- EXCERPT PROVIDED -
There is probably no better publicity for a new comedy show than having former vice-presidential candidate Sarah Palin lash out at you. Well before Sacha Baron Cohen’s “Who Is America?” first aired on Showtime, Palin was whining that the comedian had duped her.
"I join a long list of American public personalities who have fallen victim to the evil, exploitive, sick 'humor' of the British 'comedian' Sacha Baron Cohen," Palin wrote in a Facebook post.
Palin was not only offended that Cohen put one over on her; she also took offense to the character Cohen played in their interview — one of five that will appear on the show. For the Palin interview, Cohen appeared as Billy Wayne Ruddick, PhD, founder of Truthbrary.org. Ruddick is modeled after a conservative conspiracy theorist, not totally unlike the character played by Jordan Klepper on the recently cancelled Comedy Central show “The Opposition.” The difference is that Ruddick uses a scooter and speaks of his service to his country, traits that led Palin to mistakenly assume Ruddick was a disabled veteran.
"Mock politicians and innocent public personalities all you want, if that lets you sleep at night, but HOW DARE YOU mock those who have fought and served our country," wrote Palin. Showtime has since released a statement saying that Palin incorrectly assumed that Ruddick was disabled and a vet.
Some critics have suggested that Cohen’s no-holds-barred style of in-character satire might be too much for our fact-averse, fake news-consuming, politically polarized public. Some even wondered if a show like this could even be funny, given the way that public discourse has shifted in the Donald Trump era.
There is no question that as civil discourse gets dumber and more contentious the art of a show like Cohen’s will be harder and harder to appreciate. But for those of us who like to think, this is exactly the type of comedy we need.
This is not a show like “Candid Camera,” which exposed human beings doing stupid things when they thought no one was watching. This is a show designed to expose how stupid we can be when we think everyone is watching. One of the critical features of “Who Is America?” is that each featured guest knows they are on camera. What they don’t realize is that the person interviewing them is a comedian in character.

- RECORDED INFORMATION -
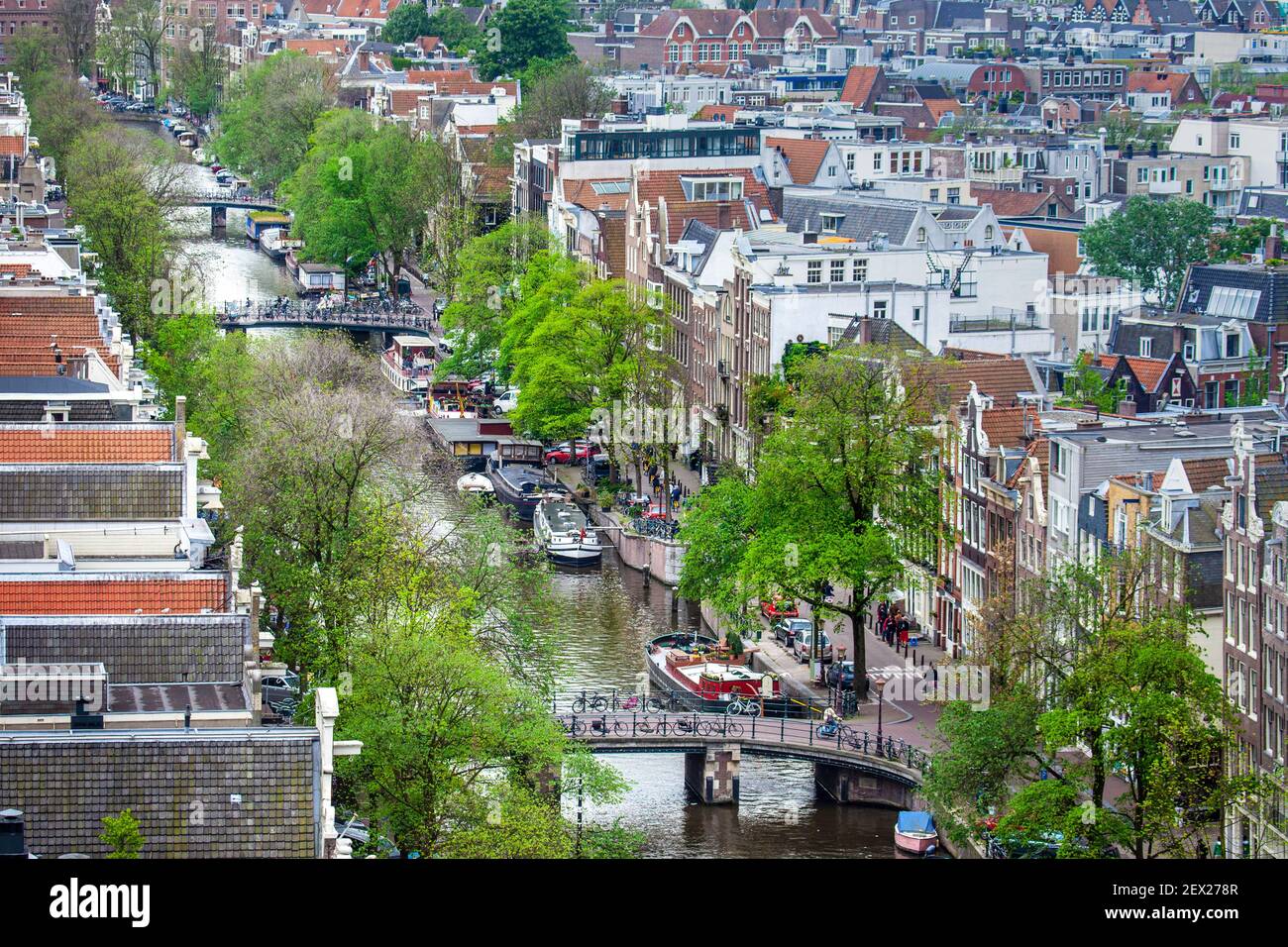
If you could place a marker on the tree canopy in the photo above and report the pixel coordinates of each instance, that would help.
(1150, 243)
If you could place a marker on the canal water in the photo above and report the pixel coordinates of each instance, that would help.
(608, 613)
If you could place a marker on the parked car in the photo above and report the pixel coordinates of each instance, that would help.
(279, 685)
(841, 672)
(778, 608)
(803, 643)
(787, 629)
(563, 453)
(506, 401)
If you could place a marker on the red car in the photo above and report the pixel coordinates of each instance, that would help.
(563, 454)
(778, 608)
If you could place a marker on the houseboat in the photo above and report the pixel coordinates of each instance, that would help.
(261, 222)
(316, 278)
(476, 484)
(520, 486)
(275, 244)
(408, 365)
(914, 834)
(692, 668)
(473, 440)
(565, 534)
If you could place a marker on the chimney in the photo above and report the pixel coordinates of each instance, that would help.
(13, 834)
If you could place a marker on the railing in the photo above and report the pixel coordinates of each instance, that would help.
(787, 732)
(231, 198)
(377, 315)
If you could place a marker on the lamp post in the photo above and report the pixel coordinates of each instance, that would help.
(880, 684)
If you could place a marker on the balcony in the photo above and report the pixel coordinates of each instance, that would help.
(997, 175)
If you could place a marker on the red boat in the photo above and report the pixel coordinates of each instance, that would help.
(692, 667)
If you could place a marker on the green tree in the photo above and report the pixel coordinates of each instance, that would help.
(406, 24)
(484, 292)
(1151, 243)
(266, 123)
(842, 493)
(123, 187)
(121, 835)
(1086, 385)
(456, 33)
(527, 30)
(364, 189)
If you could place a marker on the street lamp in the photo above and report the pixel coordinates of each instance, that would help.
(880, 684)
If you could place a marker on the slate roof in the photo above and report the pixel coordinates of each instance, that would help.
(39, 493)
(137, 650)
(803, 157)
(84, 592)
(863, 215)
(1005, 425)
(65, 444)
(180, 787)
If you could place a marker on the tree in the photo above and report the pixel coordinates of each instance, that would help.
(526, 31)
(1085, 385)
(76, 24)
(1100, 657)
(456, 33)
(266, 123)
(364, 189)
(842, 493)
(553, 91)
(123, 187)
(583, 357)
(1151, 243)
(406, 24)
(200, 68)
(121, 835)
(484, 290)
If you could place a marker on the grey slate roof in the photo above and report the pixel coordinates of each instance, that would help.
(134, 650)
(179, 785)
(35, 493)
(863, 215)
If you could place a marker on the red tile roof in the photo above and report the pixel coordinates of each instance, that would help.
(1005, 425)
(858, 84)
(804, 157)
(60, 445)
(117, 594)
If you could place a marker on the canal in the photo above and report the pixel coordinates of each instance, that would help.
(608, 615)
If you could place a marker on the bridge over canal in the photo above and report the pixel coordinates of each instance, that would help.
(850, 766)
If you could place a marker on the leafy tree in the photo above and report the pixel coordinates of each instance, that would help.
(123, 187)
(842, 493)
(213, 369)
(585, 356)
(1085, 385)
(266, 123)
(484, 291)
(527, 30)
(1150, 243)
(406, 24)
(121, 835)
(364, 189)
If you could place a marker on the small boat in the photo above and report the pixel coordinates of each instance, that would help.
(690, 667)
(914, 832)
(522, 486)
(562, 530)
(476, 484)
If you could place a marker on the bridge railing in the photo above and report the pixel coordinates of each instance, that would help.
(761, 729)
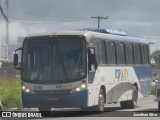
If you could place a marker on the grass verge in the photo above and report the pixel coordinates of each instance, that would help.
(10, 93)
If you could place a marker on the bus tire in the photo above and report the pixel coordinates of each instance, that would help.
(45, 111)
(130, 104)
(101, 101)
(159, 106)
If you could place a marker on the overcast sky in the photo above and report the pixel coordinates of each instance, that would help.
(139, 18)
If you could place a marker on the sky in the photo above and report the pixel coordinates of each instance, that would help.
(138, 18)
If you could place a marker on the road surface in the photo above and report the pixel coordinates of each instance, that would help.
(146, 106)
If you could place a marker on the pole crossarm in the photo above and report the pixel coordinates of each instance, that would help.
(99, 18)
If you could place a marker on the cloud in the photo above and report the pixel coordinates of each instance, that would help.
(17, 30)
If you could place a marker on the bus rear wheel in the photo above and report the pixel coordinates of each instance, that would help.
(130, 104)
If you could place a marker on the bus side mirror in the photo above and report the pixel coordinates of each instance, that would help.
(15, 62)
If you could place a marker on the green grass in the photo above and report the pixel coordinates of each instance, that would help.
(154, 90)
(10, 93)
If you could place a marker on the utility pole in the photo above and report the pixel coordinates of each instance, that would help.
(5, 46)
(99, 18)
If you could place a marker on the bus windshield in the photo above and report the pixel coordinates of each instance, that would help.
(53, 61)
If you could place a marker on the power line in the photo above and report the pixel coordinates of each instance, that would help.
(99, 18)
(37, 14)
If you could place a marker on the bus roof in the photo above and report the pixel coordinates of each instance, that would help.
(92, 34)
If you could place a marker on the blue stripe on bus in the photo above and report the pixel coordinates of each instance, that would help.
(144, 76)
(78, 99)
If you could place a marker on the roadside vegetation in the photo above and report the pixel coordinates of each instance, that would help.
(154, 89)
(10, 93)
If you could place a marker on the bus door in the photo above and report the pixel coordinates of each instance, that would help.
(92, 66)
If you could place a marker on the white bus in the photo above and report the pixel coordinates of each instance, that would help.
(83, 68)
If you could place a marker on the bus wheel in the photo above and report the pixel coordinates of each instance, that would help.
(129, 104)
(44, 111)
(100, 106)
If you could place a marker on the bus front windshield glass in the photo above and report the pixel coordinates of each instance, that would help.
(54, 61)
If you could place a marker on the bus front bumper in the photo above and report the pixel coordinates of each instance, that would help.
(78, 99)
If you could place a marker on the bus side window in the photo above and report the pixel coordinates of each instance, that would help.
(92, 64)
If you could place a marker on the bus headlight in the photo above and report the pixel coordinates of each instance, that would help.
(26, 90)
(79, 88)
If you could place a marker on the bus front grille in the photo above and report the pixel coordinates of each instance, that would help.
(51, 92)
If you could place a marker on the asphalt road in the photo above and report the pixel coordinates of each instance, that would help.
(146, 107)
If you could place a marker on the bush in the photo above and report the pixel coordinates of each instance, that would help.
(10, 93)
(154, 90)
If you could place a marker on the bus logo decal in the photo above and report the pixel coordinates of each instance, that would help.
(121, 74)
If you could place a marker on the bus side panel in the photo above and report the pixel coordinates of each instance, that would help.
(119, 82)
(144, 76)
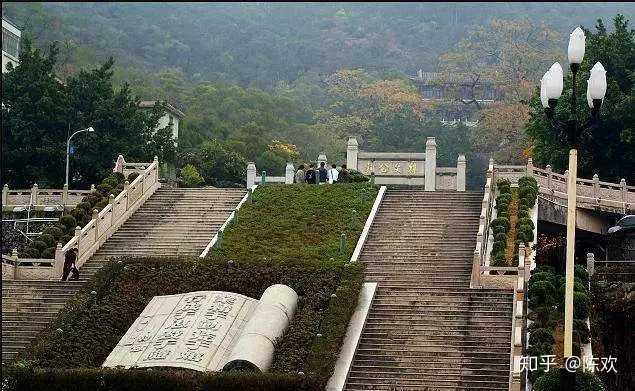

- GOAL A -
Rewrite the paragraph of the article about Sacha Baron Cohen's show that begins "Palin was not only offended" more briefly, keeping its main facts.
- GOAL B -
List every television show named in the article about Sacha Baron Cohen's show.
- GOAL C -
In the article about Sacha Baron Cohen's show, swap "civil discourse" for "public debate" and give the passage again, starting with "There is no" and going on through "comedian in character.".

- CORRECT RESULT A -
Palin resented both being tricked by Cohen and the character he played in their interview, which is one of five the show will air. Cohen appeared as Billy Wayne Ruddick, PhD, founder of Truthbrary.org. Ruddick is a conservative conspiracy theorist somewhat like Jordan Klepper's character on Comedy Central's recently cancelled "The Opposition." Unlike that character, Ruddick uses a scooter and talks about serving his country, so Palin wrongly assumed he was a disabled veteran.

- CORRECT RESULT B -
- "Who Is America?"
- "The Opposition"
- "Candid Camera"

- CORRECT RESULT C -
There is no question that as public debate gets dumber and more contentious the art of a show like Cohen’s will be harder and harder to appreciate. But for those of us who like to think, this is exactly the type of comedy we need.
This is not a show like “Candid Camera,” which exposed human beings doing stupid things when they thought no one was watching. This is a show designed to expose how stupid we can be when we think everyone is watching. One of the critical features of “Who Is America?” is that each featured guest knows they are on camera. What they don’t realize is that the person interviewing them is a comedian in character.